• Records for this task:
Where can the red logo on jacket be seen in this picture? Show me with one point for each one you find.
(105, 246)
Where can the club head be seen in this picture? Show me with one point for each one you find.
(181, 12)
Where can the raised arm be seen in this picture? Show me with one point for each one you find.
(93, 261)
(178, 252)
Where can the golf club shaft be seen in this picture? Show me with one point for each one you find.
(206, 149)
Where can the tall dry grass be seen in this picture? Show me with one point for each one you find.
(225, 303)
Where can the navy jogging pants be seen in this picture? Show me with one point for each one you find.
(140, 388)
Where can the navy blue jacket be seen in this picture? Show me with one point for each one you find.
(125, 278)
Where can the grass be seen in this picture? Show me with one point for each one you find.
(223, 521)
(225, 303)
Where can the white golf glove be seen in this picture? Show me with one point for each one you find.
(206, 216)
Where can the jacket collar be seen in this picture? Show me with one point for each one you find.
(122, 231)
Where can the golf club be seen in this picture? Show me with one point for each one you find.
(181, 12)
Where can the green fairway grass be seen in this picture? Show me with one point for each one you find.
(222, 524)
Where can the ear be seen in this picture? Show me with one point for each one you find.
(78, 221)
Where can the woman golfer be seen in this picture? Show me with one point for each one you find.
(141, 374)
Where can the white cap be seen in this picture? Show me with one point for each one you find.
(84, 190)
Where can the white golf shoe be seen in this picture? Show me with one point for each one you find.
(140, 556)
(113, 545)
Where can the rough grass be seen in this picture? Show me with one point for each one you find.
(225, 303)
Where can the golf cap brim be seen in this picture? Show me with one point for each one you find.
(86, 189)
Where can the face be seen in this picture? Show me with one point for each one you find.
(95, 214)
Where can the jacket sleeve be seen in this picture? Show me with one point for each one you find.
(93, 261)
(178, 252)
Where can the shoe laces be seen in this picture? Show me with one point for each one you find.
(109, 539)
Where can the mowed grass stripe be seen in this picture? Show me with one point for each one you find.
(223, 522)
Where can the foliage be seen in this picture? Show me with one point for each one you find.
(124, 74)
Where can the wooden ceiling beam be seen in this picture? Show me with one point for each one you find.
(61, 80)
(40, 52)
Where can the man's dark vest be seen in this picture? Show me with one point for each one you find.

• Activity:
Reproduce the data above in full, with no line missing.

• Result below:
Where can the red logo on jacket be seen in this picture? Show me with one point for each one you find.
(105, 246)
Where can the club head be seen in this picture? Show me with one point for each one you find.
(181, 12)
Where can the raised arm be seen in this picture? Show me with one point for each one you find.
(93, 261)
(178, 252)
Where can the golf club shaft be seen in this picture? Show me with one point for each one you find.
(206, 149)
Where can the tall dry grass be seen in this picture? Show me with one point for each one you find.
(225, 303)
Where can the navy jogging pants be seen in this picture? Show me with one point for each one you find.
(140, 388)
Where can the navy blue jacket be seen in this picture? Show me with one point for each one you find.
(125, 278)
Where can the grass be seen in this picture? Show me with one point for each one you find.
(223, 521)
(225, 303)
Where can the white golf glove be seen in this picture? Show me with one point for each one you find.
(206, 216)
Where can the jacket collar be seen in this picture? Show me with one point for each one you find.
(122, 231)
Where can the golf club be seen in this picture? Show me with one point for each one you find.
(181, 12)
Where can the green fairway grass be seen in this picture? Show me with one point for each one you find.
(222, 524)
Where can the ear be seen in this picture? Show me with one point for each one you find.
(78, 221)
Where can the woman golfer be seen in this picture? Show me with one point for each one you find.
(141, 374)
Where can the white cap be seen in this picture? Show me with one point for each one you find.
(84, 190)
Where can the white golf shoe be seen in this picture? Show me with one point for each one you find.
(140, 556)
(113, 545)
Where can the rough grass be seen in this picture? Show me with one point for each one you find.
(225, 303)
Where can the golf cap brim be seen in this picture? Show me with one point for each one you find.
(86, 189)
Where can the face be seen in this picture? Show me with one point for each one you find.
(95, 214)
Where can the jacket sleeve be seen in this picture? Show me with one point for each one you find.
(93, 261)
(178, 252)
Where can the shoe laces be seen in this picture? Show me with one point for each one you find.
(109, 539)
Where can the mowed grass stripe be seen in this picture? Show me with one point for each one you find.
(223, 522)
Where can the foliage be seen in this picture? Show me with one point for each one you find.
(124, 74)
Where can the wooden ceiling beam be seen in this picture? Show me with one point for each one you find.
(61, 80)
(40, 52)
Where can the man's dark vest be seen in this picture? Show me with one point for each one you find.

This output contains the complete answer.